━━ Source

# Problem With NTFS Format



## THElittleDEMON (May 23, 2011)

I have a 80 Gigabyte usb flash memory and i need to format it from exFAT to NTFS and when i tried to format it through windows xp , it say : Windows was unable to complete the format . So i searched on Google and find that Cmd Command : FORMAT G: /FS:NTFS but it couldn't format, it say that:

Microsoft Windows XP [Version 5.1.2600]
(C) Copyright 1985-2001 Microsoft Corp.

C:\Documents and Settings\THElittleDEMON>format g: /FS:NTFS
Insert new disk for drive G:
and press ENTER when ready...
The type of the file system is EXFAT.
The new file system is NTFS.
Verifying 79995M
Volume label (ENTER for none)? g
Creating file system structures.
The second NTFS boot sector is unwriteable.
Format failed.

C:\Documents and Settings\THElittleDEMON>


PLZ anyone have a solution to my problem or know what that mean { The second NTFS boot sector is unwriteable.
Format failed. }

  PLEASE anyone help me   ​


----------



## JimE (Apr 16, 2009)

Try deleting the partition, create a new partition and then format.

Aside from that, try partitioning/formatting using the drive manufacturers disk tools.


----------



## THElittleDEMON (May 23, 2011)

i have tried that but it couldn't success Any another idea ?


----------



## LMiller7 (Jun 21, 2010)

If the drive manufacturers utility will not format the drive then the drive is likely bad and needs to be replaced. Flash drives are the least reliable of modern storage media and should not be trusted with long term storage of important data. Many people do this.

The error means that the formatting program was unable to write the second boot sector, often meaning the drive is defective.


----------

━━━━
━━ Data block

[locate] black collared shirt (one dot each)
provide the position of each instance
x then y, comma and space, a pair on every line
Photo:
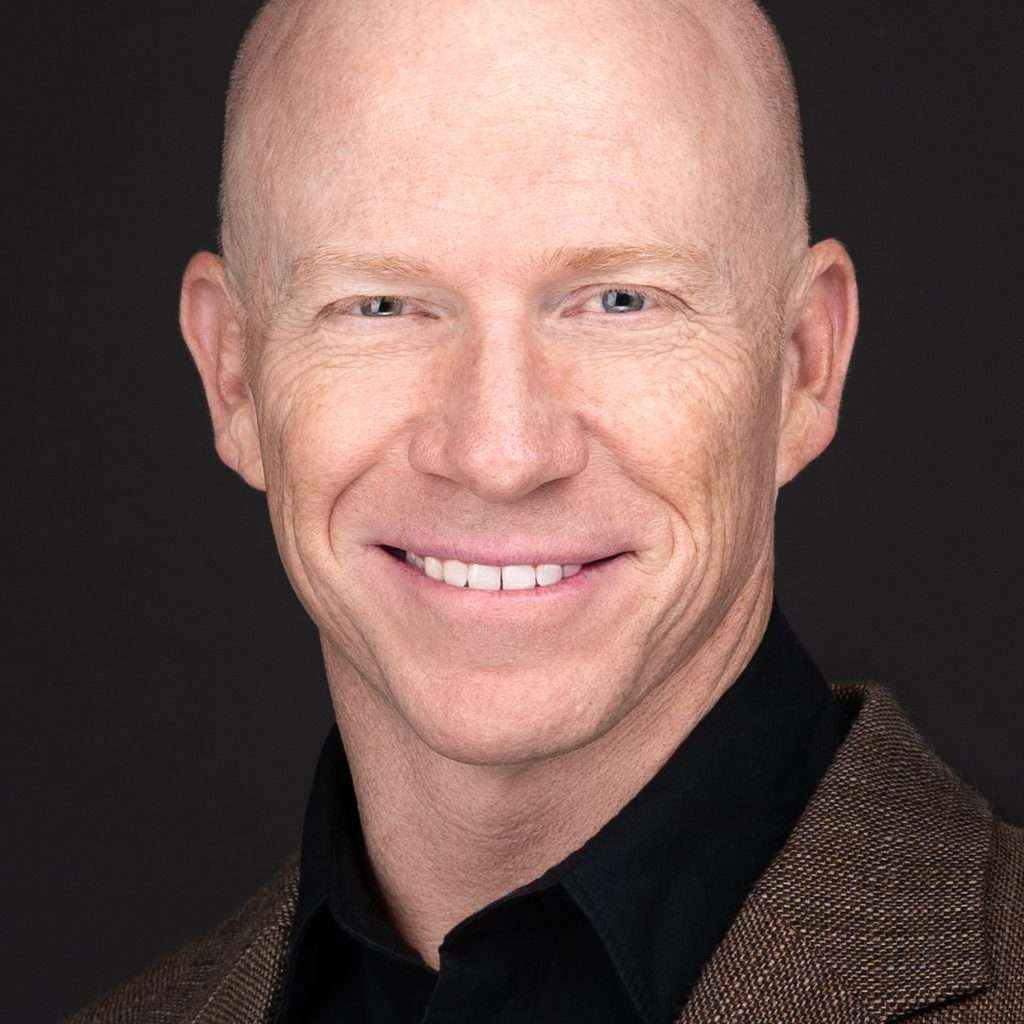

━━━━

> _Problem_
In the forum thread about the NTFS format problem, list every post in order, giving the username and date shown for each.

> _Task answer_
1. THElittleDEMON (May 23, 2011)
2. JimE (Apr 16, 2009)
3. THElittleDEMON (May 23, 2011)
4. LMiller7 (Jun 21, 2010)